* [TEXT SEGMENT]
Friday, June 10, 2011

Feeling the Love

It has been a rough week with my son, Jacob.

His ninth birthday is fast approaching, he’s not a cute little autistic kid any more. He’s getting willful, obstinate, teenagery.

I had started to write my post for today, titled “Riding the Rollercoaster” about the vast ups and downs we’ve been experiencing. About the bumps and jolts as the school year winds down, transitions towards summer school.

And about how I have been anticipating my near two week’s break with Jake at the end of this month with what, I must truthfully admit, is no small share of dread.

But I didn’t get a chance to finish it yesterday, and then this morning I had to rush off, right after Ethan’s drop-off, to our final parent-teacher conference at Jake’s school.  I was going to finish that post upon my return.

Refreshing my memory by looking over his third trimester progress reports on the subway ride down to his school, I felt myself sinking. It’s so hard too see your child’s deficits and struggles spelled out in black and white; cold ink on a page.

* [TASK 1]
Summarize the blog post in two sentences.
* [TASK 2]
Pick up the blog post after its last sentence and keep writing.

* [THE DATA]
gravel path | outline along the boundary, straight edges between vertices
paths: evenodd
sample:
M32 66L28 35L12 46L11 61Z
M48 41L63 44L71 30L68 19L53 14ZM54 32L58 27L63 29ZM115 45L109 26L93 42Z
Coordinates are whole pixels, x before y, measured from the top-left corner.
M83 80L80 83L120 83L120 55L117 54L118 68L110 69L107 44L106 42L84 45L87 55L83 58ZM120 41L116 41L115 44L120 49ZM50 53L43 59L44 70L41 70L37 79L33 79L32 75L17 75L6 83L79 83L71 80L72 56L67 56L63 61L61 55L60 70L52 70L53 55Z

* [EXERCISE ANSWER 1]
A parent describes a rough week with their son Jacob, who is nearing his ninth birthday and growing willful and obstinate, and admits to dreading an upcoming break of nearly two weeks with him. A post about these ups and downs went unfinished when the parent had to rush to a final parent-teacher conference, and reading Jacob's third-trimester progress reports on the subway beforehand left the parent feeling low at seeing his deficits and struggles written out.

* [EXERCISE ANSWER 2]
Reading lines like: “Jacob’s sensory processing difficulties often impede his ability to remain focused for classroom activities. He will become frustrated during challenging tasks. Jacob has difficulty remaining motivated for school tasks, and requires support during transitional periods. He also has difficulty interacting appropriately with his peers and using his language for self-expression.” just makes the bottom drop out of my heart.

I used to (sort of) brag how Jake was more flexible, less rigid and tied to routine than many other kids on the spectrum. I hope I’d said that sweetly, because I am now in the position of eating those words. 

I was thinking about all this as I finished skimming the reports. Last winter my husband had said something to me just before we went in to our meeting that set off a whole chain of thought in my head, opened up a chasm of sadness.

This time was much less eventful. We arrived at Jake’s school, and, fortified with a large iced coffee, I sat down to hear, in person, what I had read in the reports: how slow and incremental Jacob’s progress has been this year.

I steeled myself; I really didn’t want to cry in public today.

But then something else happened.

The room was full of smiling faces.

One by one, Jacob’s therapists and teachers: his OT, his speech therapist, his head teacher, his counselor, his math coach and his assistant teacher all talked about what a wonderful boy he was.

They gave examples of how far he has come in this one year, his first at this school.

They smiled as they recounted how full of joy he is, how eager to learn in spite of his many challenges. How infectious his delight and pride at learning a new skill, mastering a formerly difficult task or concept.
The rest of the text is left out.